**AIM OF THE TASK:** Return every line of the following items unchanged, in the same order.

==================================================

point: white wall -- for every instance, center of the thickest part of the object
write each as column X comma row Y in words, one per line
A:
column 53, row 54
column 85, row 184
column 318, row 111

==================================================

**THE SOLUTION:**
point: white wall -- for every instance, center of the thickest part of the object
write each as column X comma row Y in words, one per line
A:
column 53, row 54
column 85, row 184
column 318, row 111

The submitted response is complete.